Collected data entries
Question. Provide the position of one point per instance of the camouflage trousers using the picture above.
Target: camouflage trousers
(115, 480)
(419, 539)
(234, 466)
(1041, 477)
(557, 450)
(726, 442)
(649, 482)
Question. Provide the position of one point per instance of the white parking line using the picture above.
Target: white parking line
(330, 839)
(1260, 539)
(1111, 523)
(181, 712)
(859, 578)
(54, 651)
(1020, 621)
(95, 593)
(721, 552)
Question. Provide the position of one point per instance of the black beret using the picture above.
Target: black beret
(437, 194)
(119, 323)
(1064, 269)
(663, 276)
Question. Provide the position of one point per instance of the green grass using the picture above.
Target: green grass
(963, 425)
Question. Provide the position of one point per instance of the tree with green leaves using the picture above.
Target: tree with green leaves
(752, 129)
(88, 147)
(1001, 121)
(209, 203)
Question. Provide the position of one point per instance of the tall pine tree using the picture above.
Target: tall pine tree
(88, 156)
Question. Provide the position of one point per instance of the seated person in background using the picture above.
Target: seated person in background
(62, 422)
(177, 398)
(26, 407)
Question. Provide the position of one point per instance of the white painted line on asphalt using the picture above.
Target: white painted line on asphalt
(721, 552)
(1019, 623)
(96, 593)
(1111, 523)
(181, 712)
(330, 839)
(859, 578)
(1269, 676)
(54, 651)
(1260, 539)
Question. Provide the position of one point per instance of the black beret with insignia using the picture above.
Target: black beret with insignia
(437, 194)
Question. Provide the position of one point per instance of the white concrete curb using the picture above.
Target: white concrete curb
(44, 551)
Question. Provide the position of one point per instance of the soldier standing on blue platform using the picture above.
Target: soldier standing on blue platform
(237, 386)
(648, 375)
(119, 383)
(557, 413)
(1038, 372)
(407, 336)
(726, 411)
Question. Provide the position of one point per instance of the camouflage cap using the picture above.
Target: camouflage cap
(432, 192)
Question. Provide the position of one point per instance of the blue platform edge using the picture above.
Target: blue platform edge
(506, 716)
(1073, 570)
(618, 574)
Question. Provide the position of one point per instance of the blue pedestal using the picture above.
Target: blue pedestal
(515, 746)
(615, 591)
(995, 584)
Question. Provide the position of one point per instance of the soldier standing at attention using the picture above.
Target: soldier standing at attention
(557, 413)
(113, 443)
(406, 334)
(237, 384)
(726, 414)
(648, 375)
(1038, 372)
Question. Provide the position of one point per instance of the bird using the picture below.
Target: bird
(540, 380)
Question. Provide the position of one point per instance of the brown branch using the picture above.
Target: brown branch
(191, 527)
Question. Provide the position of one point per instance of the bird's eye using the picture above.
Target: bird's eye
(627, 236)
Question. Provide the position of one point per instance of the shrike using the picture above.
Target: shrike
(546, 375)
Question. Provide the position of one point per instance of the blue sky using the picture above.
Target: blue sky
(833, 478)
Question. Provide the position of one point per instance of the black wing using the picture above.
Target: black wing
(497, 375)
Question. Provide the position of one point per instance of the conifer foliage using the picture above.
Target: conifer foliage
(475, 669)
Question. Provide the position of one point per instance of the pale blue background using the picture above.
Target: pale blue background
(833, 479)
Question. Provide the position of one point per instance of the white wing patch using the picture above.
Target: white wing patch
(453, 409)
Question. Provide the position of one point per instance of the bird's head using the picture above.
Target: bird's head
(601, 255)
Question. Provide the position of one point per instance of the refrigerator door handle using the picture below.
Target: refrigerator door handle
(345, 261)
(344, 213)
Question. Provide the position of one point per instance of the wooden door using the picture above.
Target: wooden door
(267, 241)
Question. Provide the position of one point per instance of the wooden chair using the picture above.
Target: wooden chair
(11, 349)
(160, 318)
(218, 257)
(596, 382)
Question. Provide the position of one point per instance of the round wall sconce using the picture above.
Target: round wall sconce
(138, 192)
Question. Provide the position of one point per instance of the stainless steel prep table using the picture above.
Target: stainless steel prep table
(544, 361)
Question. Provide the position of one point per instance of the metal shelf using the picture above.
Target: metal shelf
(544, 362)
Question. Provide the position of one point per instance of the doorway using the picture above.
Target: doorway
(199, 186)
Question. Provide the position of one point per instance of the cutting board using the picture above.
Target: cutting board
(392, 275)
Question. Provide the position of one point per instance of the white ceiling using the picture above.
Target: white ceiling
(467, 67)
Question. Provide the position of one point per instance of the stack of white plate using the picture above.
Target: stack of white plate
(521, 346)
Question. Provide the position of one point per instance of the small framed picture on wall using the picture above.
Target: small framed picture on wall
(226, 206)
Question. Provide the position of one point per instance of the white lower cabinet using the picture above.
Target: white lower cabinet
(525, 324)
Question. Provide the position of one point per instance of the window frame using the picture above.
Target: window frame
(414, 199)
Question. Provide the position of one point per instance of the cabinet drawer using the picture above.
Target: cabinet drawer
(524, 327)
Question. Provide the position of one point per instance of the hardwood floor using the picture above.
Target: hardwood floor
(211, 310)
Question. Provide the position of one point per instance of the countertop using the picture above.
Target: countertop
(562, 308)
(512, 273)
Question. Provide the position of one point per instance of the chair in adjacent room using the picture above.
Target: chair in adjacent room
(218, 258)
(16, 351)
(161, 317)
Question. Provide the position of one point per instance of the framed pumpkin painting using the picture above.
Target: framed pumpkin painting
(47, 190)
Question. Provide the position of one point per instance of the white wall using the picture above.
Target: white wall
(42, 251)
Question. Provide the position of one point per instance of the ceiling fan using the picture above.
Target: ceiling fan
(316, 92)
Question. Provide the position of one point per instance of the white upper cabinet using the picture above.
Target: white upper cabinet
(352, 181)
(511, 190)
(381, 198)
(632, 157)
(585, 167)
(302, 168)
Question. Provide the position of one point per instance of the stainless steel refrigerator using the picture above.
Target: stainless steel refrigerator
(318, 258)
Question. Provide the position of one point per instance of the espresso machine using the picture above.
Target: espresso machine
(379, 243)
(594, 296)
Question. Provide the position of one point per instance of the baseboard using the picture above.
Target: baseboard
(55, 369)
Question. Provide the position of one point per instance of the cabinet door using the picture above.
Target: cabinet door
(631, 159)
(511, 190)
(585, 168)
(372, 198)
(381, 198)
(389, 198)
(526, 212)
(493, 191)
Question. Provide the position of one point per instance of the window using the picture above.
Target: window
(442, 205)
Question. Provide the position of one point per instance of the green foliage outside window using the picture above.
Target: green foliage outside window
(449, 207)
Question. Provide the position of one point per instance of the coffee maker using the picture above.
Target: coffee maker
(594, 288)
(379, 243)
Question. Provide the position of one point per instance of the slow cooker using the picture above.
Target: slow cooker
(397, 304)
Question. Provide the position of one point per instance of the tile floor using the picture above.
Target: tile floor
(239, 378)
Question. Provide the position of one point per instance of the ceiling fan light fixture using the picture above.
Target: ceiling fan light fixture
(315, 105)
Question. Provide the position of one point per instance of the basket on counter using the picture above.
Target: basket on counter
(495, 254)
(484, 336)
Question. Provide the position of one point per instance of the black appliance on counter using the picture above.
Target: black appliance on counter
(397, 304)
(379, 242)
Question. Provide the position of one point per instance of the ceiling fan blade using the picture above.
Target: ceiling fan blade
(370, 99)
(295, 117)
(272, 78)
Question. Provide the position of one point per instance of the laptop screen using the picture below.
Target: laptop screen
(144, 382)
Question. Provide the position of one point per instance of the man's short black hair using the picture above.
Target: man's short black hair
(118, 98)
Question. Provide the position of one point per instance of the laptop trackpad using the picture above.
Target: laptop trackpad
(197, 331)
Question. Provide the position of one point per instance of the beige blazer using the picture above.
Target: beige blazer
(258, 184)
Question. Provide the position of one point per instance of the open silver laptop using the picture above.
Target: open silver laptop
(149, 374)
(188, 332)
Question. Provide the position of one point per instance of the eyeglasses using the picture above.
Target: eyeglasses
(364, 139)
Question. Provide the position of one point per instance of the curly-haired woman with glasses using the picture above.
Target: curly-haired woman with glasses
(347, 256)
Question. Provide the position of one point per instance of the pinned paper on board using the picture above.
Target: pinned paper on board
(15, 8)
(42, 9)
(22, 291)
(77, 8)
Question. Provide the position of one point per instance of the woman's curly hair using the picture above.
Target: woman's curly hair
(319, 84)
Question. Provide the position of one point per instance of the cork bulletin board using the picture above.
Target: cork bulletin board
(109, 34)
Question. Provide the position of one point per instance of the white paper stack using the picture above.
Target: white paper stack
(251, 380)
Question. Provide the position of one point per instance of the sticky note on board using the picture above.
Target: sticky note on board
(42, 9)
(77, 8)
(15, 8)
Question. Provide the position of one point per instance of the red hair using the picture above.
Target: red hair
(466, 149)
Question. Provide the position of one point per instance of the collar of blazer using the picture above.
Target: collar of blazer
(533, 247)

Task goal:
Give again only the lines of the material above that run from the one with "stack using the picture above." through the end, both included, exactly as they appear.

Result:
Question. Provide the position of one point per instance of the white paper stack using the picture above.
Target: white paper stack
(251, 380)
Question. Provide the position of one point per instance of the sticky note on board using the picture above.
Target: sticky note on board
(42, 9)
(77, 8)
(15, 8)
Question. Provide the position of one point per instance of the red hair using the picture above.
Target: red hair
(466, 149)
Question. Provide the position of one point per instance of the collar of blazer using the picture above.
Target: collar of blazer
(533, 247)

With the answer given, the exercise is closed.